## Directions
1) In the sermon excerpt, whom does the illustration cast in the role of the slave owner?
2) Retype the listing from the line with "Locate every gabled roof in the image." up to and including the last line of the listing.

## Selected extract
Now we tend to squirm a bit uncomfortably at this illustration, for several reasons, and the first is that it casts God in the role of the slave owner, and that’s not a very appealing image. It is hard for us to get back into the mind set of a society that didn’t bat an eyelid over slavery. Maybe thinking about other illustrations would help. How many of you have ever rung up the water company just to thank them for keeping the water supply coming to your taps? Me neither. Why not? Is it because we are all a bunch of ungrateful sods? Or is it because we have a right to expect that they will do what they are paid to do and we are entitled to just take it for granted?

Or for those of you who are partnered. You don’t make a special point of thanking your lover every week for not having an affair with someone else, do you? You may well be thankful that they didn’t, but if you were needing to say it all the time, it would probably be more an indication of insecurity and distrust than of loving gratitude. You have made commitments to one another and you both have a right to expect those commitments to be honoured. If your partner kept thanking you for not having an affair, you’d probably be offended at the implication that you might become an unfaithful and untrustworthy person at any moment. Jesus is saying the same thing. In baptism you made certain commitments to God. You are not owed any special thanks or favours simply for doing what you said you would do and fulfilling the normal expectations of any Christian.

Now the connection to the question about acquiring more faith is not obvious here, but I think what Jesus is doing is not so much discussing the question as unmasking the motivation behind it. We think that the tough demands of accountability and forgiveness are the hard part of what Jesus has to say, but Jesus is turning it back and saying that the reason we find that so hard is because we are really having even more trouble with something else: the basic nature of our relationship with God. And I, for one, am absolutely guilty as charged here. I know the truth in my head, but I haven’t yet grasped it deep in my bones. The truth has yet to set me free, because my knowing of it is too superficial.

What Jesus is exposing in me here, and perhaps in some of you too, is my false belief that I can earn God’s love and grace, and that I have to. Even though I might understand the theology of grace, and be able to stand up here and preach it, in the inner workings of my psyche where my basic motivations and expectations operate, I am still striving harder and harder to try to please God and earn God’s love. I am still driven by an expectation that nothing good is ever given for free, but that good things only come to those who prove that they deserve them. And part of my sickness is that the standards I imagine I am needing to achieve just keep getting bigger and bigger and more and more unattainable. Yesterday’s accomplishment becomes tomorrow’s minimum expectation and the love and acceptance I crave seem always like the carrot on the stick, just out of reach, but close enough that I can keep deluding myself that with just a little more effort I’ll have it in my grasp.

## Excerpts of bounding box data
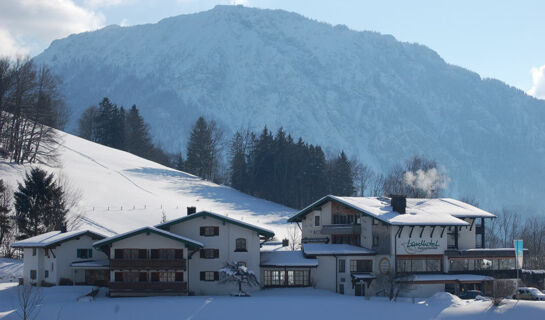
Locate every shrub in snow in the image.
[17,284,43,320]
[492,279,517,306]
[219,262,260,296]
[59,278,74,286]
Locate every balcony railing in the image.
[110,259,186,270]
[320,224,361,234]
[108,282,187,293]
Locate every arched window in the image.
[235,238,247,251]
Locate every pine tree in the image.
[14,168,67,238]
[329,151,354,196]
[230,132,248,192]
[174,152,185,171]
[0,179,12,249]
[125,105,154,158]
[185,117,219,180]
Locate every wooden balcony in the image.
[110,259,186,271]
[108,282,187,296]
[320,224,361,235]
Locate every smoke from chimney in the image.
[390,195,407,214]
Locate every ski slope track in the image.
[34,6,545,210]
[0,133,295,239]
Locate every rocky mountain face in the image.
[35,6,545,208]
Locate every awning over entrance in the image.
[396,274,494,284]
[352,273,376,281]
[71,260,110,270]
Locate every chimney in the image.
[390,195,407,214]
[187,207,197,215]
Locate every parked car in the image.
[513,287,545,301]
[459,290,483,299]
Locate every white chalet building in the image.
[11,230,108,285]
[288,195,515,297]
[12,195,520,297]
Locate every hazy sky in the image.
[0,0,545,99]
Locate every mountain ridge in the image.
[31,6,545,207]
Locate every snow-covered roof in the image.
[261,251,318,267]
[93,227,204,248]
[11,230,105,248]
[352,273,377,280]
[303,243,376,256]
[288,195,496,226]
[397,273,494,282]
[156,211,274,238]
[259,241,292,252]
[71,260,110,269]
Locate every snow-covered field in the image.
[0,284,545,320]
[0,258,23,283]
[0,133,295,239]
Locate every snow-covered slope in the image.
[0,133,294,239]
[31,6,545,207]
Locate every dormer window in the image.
[235,238,248,252]
[200,227,220,237]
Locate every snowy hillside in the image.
[0,133,294,239]
[31,6,545,207]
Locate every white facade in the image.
[13,232,108,285]
[290,196,502,297]
[164,215,261,295]
[110,232,189,282]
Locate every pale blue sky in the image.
[0,0,545,98]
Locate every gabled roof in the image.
[11,230,105,248]
[288,195,490,226]
[93,227,204,248]
[155,211,274,238]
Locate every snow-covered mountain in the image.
[35,6,545,208]
[0,133,295,239]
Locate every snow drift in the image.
[0,133,294,239]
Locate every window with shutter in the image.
[200,227,220,237]
[175,272,184,282]
[201,271,220,281]
[235,238,247,252]
[138,272,148,282]
[200,249,220,259]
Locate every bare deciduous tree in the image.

## Solutions for each task
1) God

2)
Locate every gabled roof in the image.
[11,230,105,248]
[288,195,490,226]
[93,227,204,248]
[155,211,274,238]
Locate every snow-covered mountain in the image.
[35,6,545,208]
[0,133,295,239]
Locate every snow drift in the image.
[0,133,294,239]
Locate every window with shutter in the image.
[200,227,220,237]
[175,272,184,282]
[201,271,220,281]
[235,238,247,252]
[138,272,148,282]
[200,249,220,259]
Locate every bare deciduous tree in the image.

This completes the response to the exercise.